◆ Goal
Rewrite the rows from the first line through the line that contains "[[137, 186]]", replacing "marker" with "pin" and leaving everything else unchanged. Give only those lines.

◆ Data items

┌──

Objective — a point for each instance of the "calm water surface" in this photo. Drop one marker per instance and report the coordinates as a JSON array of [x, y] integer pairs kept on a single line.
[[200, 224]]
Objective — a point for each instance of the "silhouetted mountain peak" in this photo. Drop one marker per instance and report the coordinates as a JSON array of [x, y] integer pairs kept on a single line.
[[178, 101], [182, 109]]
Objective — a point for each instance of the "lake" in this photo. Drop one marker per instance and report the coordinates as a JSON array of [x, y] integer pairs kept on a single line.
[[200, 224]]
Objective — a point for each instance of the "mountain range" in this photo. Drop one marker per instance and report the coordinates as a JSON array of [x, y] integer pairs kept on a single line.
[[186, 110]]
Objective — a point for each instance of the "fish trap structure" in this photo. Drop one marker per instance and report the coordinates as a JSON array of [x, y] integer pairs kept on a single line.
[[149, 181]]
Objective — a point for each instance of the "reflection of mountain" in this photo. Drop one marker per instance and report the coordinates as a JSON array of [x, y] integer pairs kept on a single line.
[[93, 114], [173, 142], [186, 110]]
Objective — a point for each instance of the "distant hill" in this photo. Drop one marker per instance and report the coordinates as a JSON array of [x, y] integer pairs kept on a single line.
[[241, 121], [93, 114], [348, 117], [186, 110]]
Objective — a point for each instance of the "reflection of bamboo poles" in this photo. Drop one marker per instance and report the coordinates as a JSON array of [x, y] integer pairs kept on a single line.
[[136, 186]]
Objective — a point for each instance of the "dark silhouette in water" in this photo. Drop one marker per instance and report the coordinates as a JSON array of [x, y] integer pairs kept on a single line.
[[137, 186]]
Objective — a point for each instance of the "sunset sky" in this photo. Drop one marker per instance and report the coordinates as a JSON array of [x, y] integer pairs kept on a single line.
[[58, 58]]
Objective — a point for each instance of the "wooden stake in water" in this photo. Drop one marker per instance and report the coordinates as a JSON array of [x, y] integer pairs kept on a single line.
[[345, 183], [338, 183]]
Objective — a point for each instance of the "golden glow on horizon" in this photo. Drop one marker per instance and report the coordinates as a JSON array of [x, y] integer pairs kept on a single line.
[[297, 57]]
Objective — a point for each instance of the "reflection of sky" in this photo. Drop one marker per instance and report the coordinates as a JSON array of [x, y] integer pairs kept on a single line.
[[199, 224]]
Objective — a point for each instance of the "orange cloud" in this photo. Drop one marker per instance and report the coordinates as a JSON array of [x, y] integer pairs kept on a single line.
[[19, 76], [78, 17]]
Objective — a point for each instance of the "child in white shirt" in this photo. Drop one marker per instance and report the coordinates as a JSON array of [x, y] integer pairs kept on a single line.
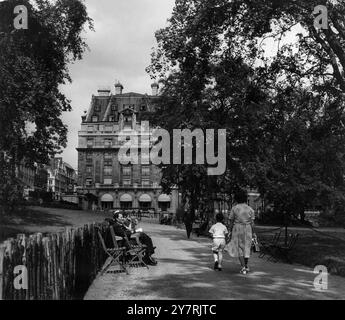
[[219, 233]]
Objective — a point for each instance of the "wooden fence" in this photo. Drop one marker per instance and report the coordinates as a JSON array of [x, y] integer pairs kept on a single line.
[[60, 266]]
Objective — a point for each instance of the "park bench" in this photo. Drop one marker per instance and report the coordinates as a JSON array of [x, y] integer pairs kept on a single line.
[[278, 250], [200, 228], [283, 251], [268, 246]]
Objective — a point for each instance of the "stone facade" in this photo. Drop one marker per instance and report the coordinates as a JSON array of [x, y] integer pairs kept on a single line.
[[103, 180], [61, 178]]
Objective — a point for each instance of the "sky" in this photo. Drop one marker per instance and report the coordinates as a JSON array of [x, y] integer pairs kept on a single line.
[[120, 49]]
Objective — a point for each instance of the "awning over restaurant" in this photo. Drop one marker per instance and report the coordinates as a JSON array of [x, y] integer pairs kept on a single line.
[[164, 198], [145, 198], [107, 198], [126, 198]]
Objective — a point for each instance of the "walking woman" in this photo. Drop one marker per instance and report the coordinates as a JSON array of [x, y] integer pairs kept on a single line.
[[241, 230]]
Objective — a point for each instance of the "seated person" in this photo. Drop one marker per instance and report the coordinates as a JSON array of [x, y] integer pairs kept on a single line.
[[124, 227]]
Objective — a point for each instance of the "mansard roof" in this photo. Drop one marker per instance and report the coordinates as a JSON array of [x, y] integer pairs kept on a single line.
[[102, 105]]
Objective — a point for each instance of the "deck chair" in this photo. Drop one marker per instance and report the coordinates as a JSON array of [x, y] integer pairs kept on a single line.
[[135, 252], [116, 256]]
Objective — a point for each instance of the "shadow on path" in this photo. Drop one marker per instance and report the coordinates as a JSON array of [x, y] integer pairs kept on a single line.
[[185, 272]]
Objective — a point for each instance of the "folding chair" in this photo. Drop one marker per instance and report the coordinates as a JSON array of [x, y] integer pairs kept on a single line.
[[115, 255], [135, 253]]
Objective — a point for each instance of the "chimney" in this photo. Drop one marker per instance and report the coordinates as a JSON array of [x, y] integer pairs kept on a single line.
[[118, 88], [155, 88], [104, 91]]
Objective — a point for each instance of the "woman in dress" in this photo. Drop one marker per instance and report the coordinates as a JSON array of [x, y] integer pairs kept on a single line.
[[241, 230]]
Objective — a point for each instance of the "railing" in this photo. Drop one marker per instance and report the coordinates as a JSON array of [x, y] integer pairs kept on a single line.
[[60, 266]]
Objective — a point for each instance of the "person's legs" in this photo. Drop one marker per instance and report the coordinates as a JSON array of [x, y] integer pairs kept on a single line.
[[246, 262], [215, 257], [220, 259], [241, 261]]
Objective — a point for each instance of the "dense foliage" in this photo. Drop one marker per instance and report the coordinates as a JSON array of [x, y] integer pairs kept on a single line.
[[263, 71]]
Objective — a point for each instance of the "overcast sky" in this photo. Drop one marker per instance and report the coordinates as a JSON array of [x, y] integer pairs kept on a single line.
[[120, 49]]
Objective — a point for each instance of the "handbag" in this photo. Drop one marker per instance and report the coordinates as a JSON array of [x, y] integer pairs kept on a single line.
[[255, 245]]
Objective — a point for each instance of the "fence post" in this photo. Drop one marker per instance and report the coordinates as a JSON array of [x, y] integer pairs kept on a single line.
[[2, 255]]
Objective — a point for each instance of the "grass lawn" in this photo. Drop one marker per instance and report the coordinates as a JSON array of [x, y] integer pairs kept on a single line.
[[314, 248], [44, 220]]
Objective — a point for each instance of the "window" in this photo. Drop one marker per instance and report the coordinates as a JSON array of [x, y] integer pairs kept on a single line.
[[89, 143], [108, 128], [128, 122], [145, 171], [126, 205], [126, 171], [146, 183], [108, 143], [97, 107], [108, 181], [108, 171], [108, 159]]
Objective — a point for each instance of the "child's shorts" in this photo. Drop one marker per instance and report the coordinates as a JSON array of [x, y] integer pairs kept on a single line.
[[218, 244]]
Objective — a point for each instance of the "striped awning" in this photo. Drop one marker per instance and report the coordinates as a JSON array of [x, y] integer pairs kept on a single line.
[[145, 198], [126, 198], [164, 198], [107, 198]]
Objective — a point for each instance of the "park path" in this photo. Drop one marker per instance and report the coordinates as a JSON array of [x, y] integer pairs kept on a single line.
[[184, 271]]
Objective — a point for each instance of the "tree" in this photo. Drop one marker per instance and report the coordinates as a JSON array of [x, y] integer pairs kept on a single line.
[[284, 113], [33, 64]]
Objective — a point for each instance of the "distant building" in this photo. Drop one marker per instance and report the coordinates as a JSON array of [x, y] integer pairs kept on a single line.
[[102, 179], [41, 179], [61, 178], [25, 174]]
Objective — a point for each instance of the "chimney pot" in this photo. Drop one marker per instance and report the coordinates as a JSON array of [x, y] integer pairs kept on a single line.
[[118, 88], [155, 88]]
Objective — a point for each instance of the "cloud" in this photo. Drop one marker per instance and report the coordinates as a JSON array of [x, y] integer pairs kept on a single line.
[[120, 49]]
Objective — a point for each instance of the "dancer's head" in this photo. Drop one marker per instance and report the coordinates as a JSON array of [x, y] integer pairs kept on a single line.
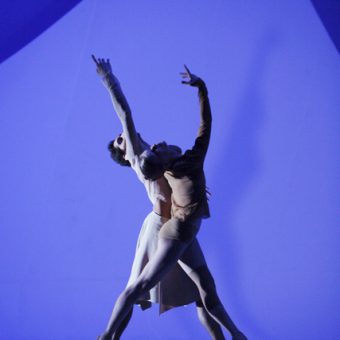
[[117, 148], [158, 159]]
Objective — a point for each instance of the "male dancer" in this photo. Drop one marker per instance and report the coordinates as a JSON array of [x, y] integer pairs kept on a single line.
[[177, 238], [175, 289]]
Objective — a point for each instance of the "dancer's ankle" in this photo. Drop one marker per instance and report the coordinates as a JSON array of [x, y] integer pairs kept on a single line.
[[238, 335]]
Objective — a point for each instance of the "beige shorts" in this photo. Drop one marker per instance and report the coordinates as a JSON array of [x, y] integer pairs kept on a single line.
[[176, 229]]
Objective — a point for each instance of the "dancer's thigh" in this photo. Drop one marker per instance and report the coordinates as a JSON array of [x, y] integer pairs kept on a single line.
[[167, 253], [192, 258]]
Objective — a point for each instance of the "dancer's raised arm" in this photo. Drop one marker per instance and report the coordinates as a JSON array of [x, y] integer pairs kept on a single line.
[[121, 106], [200, 147]]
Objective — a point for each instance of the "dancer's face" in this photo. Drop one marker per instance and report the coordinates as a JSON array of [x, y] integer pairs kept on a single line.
[[158, 158]]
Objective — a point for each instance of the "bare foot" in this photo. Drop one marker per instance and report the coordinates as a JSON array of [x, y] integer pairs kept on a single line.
[[239, 336]]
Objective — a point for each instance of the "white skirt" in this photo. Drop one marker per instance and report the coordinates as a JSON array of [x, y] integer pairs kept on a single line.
[[176, 288]]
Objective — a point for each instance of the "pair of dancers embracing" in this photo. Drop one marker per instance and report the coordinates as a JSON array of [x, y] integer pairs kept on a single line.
[[169, 267]]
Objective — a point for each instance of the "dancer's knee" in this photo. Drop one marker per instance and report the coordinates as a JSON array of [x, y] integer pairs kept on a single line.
[[137, 289], [206, 286]]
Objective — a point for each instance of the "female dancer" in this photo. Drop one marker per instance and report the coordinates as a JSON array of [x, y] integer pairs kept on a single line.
[[177, 238], [175, 288]]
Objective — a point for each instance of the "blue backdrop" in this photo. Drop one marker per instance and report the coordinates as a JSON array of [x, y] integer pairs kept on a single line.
[[70, 217]]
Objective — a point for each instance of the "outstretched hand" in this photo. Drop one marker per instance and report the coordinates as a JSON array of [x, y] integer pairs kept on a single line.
[[103, 67], [190, 79]]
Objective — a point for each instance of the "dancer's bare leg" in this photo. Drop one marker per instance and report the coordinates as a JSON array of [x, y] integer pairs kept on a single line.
[[122, 326], [166, 255], [213, 327], [193, 263], [168, 252]]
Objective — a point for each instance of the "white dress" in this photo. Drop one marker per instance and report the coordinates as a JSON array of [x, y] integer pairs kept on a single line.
[[176, 288]]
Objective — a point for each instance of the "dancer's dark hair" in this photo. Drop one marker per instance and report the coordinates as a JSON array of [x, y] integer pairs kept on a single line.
[[117, 155]]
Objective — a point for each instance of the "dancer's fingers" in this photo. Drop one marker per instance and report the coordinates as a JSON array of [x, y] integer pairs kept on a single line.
[[94, 59], [186, 68]]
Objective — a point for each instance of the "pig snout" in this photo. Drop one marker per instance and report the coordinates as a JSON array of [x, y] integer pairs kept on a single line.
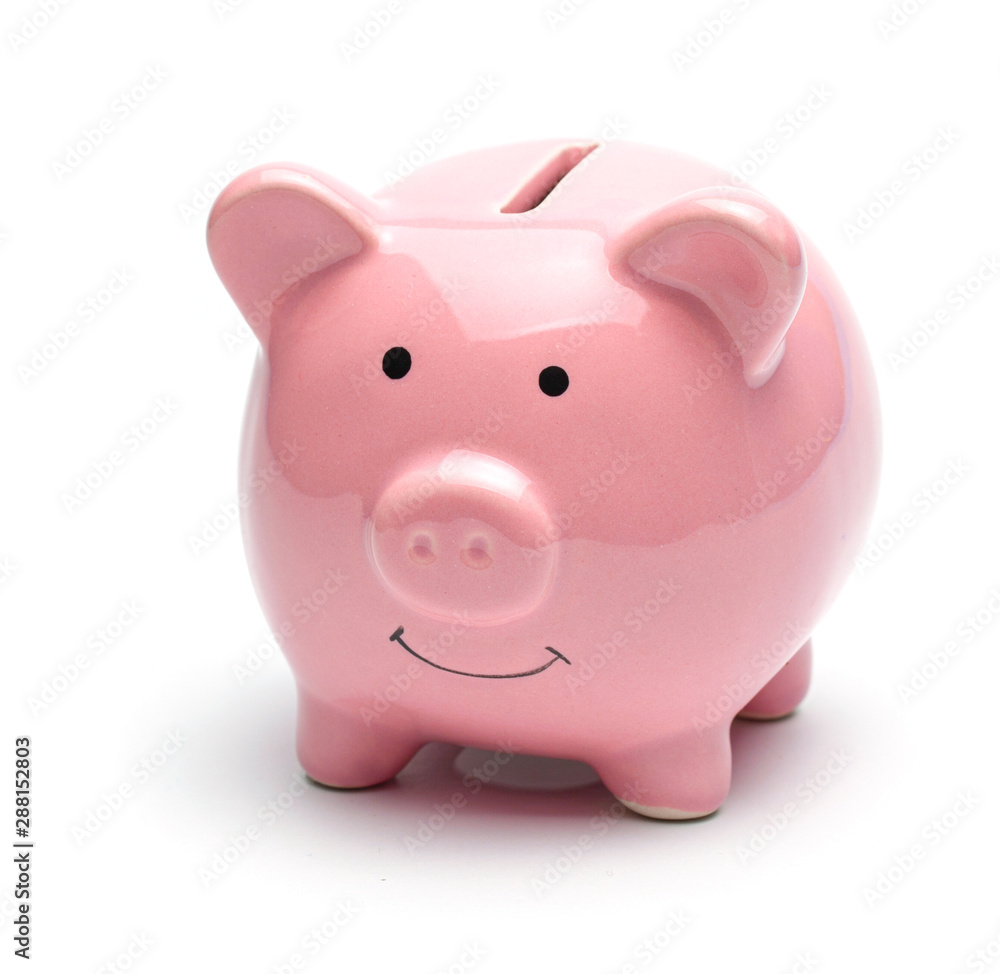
[[466, 538]]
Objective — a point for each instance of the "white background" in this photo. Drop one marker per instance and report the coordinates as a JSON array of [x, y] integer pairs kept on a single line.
[[523, 877]]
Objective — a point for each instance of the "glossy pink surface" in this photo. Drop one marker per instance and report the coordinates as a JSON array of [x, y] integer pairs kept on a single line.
[[460, 546]]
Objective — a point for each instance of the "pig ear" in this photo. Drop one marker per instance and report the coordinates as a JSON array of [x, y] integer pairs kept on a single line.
[[734, 251], [275, 225]]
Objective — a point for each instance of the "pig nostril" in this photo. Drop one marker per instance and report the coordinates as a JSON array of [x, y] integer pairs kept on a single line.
[[422, 549], [476, 554]]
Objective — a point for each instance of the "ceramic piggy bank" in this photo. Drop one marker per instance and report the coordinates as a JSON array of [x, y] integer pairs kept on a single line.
[[555, 446]]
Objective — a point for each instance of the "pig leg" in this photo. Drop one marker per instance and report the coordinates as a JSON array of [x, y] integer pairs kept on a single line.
[[335, 747], [785, 690], [677, 778]]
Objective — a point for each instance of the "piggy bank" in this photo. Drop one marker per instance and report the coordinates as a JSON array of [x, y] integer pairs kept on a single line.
[[554, 447]]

└──

◆ Output for this exercise
Objective — a point for each instance of the "calm water surface" in this photo. Drop one pin per instance and report the coordinates as a JSON array of [x, y] integer pairs kept on a single line.
[[200, 224]]
Objective — a point for each instance of the "silhouetted mountain peak" in this photo. Drop one pin per instance and report the coordinates as a JSON array of [x, y] integer pairs kept on a single line.
[[178, 101], [182, 109]]
Objective — a point for each instance of the "lake" in this photo. Drop one pin per instance and report the coordinates as a JSON array of [x, y] integer pairs kept on a single line.
[[200, 224]]
Objective — a point for each instance of the "mountain range" in this photo. Drop one pin per instance and report the coordinates as a JSON array of [x, y] integer pairs kept on a single line.
[[186, 110]]
Objective — a point for each instance of the "fish trap structure" in this photo. Drop one pin per instance and report the coordinates as a JSON array of [x, y] integer pairs kept on a single line.
[[149, 181]]
Objective — a point for each instance of the "reflection of mountain" in this photo. Drop one pin per instance and report the coordinates as a JSON array of [x, y] integer pairs kept on a single line.
[[93, 114], [173, 142], [186, 110]]
Objective — a point for each instance of the "distant hill" in this photo. Drop one pin per instance and report the coordinates as a JSON array of [x, y] integer pairs kept on a single line.
[[241, 121], [93, 114], [348, 117], [186, 110]]
Objective — a point for each instance of the "reflection of bamboo poles" in this photo. Drop one pin per instance and report the coordinates as a JSON array of [x, y] integer pairs kept on a single line.
[[136, 186]]
Objective — a point for each instance of the "dark silhouette in water" in this photo. Drop one pin per instance and report the coordinates as a JSON array of [x, y] integer pairs kept on a single line.
[[137, 186]]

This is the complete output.